### Aim of the task
Copy word for word the lines of the material below, beginning with the line that contains "Objective — one point per instance of the ski pole in" and continuing through the line that contains "(252, 1024)".

(Stored items)
· · · ·

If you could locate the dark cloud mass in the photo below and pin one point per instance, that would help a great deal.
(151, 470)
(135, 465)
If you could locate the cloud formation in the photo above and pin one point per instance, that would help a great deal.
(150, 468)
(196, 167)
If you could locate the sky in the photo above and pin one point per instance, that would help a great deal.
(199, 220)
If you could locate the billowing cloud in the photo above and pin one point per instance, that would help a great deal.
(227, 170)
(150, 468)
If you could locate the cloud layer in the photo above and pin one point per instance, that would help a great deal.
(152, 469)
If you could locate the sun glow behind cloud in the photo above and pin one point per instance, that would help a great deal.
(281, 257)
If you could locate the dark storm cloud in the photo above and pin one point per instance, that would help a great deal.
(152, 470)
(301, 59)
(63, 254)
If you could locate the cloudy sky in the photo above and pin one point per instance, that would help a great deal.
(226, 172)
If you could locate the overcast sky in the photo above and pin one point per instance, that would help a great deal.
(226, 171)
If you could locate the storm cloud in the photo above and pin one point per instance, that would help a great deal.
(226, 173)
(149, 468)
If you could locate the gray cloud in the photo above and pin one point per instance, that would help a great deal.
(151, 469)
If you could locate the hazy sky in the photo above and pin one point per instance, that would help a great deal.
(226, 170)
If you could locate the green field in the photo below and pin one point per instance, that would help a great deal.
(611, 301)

· · · ·

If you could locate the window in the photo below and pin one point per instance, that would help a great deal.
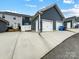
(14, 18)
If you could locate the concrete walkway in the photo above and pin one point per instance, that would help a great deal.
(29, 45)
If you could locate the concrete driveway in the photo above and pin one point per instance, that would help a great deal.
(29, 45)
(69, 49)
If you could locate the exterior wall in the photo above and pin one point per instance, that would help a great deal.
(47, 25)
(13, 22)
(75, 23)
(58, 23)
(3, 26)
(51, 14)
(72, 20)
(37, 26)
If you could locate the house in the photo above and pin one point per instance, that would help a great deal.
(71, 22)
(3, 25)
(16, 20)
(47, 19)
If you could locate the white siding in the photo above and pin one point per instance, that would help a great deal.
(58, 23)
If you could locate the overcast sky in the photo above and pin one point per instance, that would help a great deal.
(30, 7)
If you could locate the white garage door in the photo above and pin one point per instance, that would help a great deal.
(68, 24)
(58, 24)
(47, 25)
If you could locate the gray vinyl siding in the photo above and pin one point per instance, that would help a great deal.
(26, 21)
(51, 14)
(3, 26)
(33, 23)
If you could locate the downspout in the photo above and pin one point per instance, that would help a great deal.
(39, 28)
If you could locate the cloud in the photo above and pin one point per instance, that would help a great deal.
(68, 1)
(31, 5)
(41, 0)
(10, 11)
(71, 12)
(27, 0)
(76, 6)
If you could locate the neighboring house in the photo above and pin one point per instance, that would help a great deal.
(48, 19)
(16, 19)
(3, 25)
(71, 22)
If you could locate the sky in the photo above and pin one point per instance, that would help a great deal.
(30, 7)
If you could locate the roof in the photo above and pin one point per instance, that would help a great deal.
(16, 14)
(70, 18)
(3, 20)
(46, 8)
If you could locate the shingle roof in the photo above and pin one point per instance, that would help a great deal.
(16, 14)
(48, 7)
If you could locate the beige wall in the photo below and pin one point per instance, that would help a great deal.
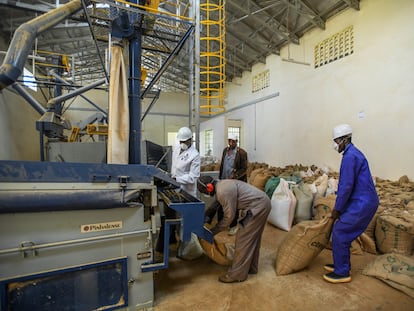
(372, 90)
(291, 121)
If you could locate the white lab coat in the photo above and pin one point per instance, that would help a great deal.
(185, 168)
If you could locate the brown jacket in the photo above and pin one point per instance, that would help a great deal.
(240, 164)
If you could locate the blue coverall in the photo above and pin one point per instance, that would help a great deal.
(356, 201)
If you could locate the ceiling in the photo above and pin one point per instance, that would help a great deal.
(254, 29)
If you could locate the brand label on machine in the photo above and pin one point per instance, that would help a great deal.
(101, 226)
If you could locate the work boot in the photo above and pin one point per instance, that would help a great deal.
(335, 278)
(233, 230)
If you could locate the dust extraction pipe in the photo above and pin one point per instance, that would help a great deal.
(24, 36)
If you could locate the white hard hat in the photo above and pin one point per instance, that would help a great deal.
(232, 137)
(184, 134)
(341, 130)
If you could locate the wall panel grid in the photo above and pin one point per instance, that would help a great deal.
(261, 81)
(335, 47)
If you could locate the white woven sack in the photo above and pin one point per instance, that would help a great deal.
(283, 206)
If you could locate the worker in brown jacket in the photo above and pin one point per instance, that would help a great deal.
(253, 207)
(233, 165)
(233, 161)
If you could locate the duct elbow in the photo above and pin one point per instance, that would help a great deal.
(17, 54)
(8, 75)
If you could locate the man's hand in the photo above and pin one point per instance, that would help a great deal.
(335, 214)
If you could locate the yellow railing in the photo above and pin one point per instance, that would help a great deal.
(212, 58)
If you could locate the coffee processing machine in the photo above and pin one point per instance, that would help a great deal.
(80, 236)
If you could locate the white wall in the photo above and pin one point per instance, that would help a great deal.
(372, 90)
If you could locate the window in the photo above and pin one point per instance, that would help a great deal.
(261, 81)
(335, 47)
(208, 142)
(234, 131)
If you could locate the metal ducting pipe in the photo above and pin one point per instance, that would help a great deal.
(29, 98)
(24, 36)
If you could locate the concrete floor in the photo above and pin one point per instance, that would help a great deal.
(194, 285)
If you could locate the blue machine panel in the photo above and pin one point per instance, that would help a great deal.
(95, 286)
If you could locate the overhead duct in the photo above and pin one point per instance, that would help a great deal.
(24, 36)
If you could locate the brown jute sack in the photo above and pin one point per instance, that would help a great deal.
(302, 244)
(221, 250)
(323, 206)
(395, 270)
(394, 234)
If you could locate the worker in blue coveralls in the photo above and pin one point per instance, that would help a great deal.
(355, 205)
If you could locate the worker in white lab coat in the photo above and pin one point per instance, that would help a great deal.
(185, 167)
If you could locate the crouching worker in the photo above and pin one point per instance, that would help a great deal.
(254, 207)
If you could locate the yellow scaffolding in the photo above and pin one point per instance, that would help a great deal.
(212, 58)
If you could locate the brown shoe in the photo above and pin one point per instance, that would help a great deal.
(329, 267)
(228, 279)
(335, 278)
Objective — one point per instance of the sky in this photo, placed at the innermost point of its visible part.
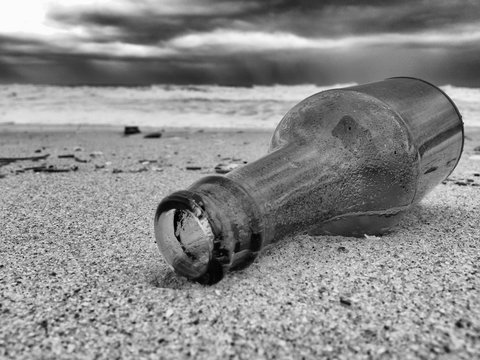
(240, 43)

· · · ·

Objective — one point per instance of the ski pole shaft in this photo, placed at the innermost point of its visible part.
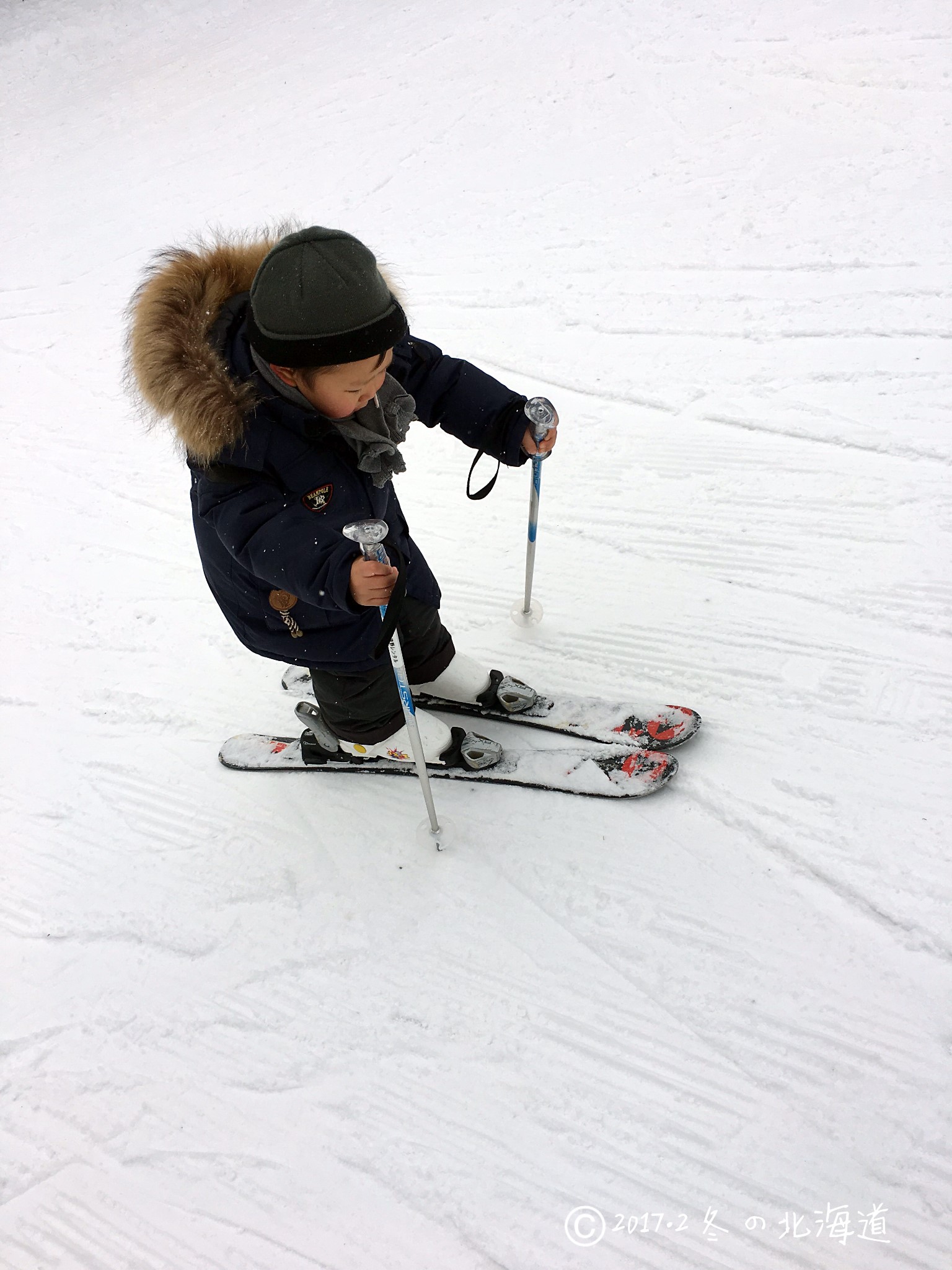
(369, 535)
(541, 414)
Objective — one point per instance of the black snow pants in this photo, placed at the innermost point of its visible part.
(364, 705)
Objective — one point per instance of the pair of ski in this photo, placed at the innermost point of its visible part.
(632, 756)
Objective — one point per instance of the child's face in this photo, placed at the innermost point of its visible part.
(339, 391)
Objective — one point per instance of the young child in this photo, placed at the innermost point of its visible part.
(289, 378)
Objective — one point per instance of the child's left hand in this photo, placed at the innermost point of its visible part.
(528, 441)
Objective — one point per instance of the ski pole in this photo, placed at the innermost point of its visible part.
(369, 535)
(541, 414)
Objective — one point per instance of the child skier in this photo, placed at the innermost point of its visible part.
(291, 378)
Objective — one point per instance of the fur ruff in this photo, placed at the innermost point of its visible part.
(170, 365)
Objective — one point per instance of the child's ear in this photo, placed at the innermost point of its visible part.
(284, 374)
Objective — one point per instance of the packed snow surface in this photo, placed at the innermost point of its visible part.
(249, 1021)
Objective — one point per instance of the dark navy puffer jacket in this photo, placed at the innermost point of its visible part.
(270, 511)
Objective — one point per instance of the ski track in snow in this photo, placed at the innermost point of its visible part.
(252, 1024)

· · · ·

### Reply
Objective — one point per instance of the ski pole in this photo, placed at the innermost point of its visible part.
(369, 535)
(541, 414)
Objective — one point per instance of the child skier in this photo, placed at the innermost point of its visible part.
(291, 378)
Objective — one point per instance of the fur ruff in this photo, placed at the innermost point of its visible part.
(170, 365)
Objective — one point per instance of the child's ear in this photo, placed at the innermost point of its visible part.
(284, 374)
Objective — one point per instance of the packed snow surface in this photo, placed at the innermost point of its visible part.
(249, 1021)
Objective — one point per instance of the dark navy puffer jacket in this photo, placed at the innermost point of its visible part.
(270, 511)
Objective — one point per instance of the ski track in snow in this photo, placed at the innermost point of its visible part.
(252, 1024)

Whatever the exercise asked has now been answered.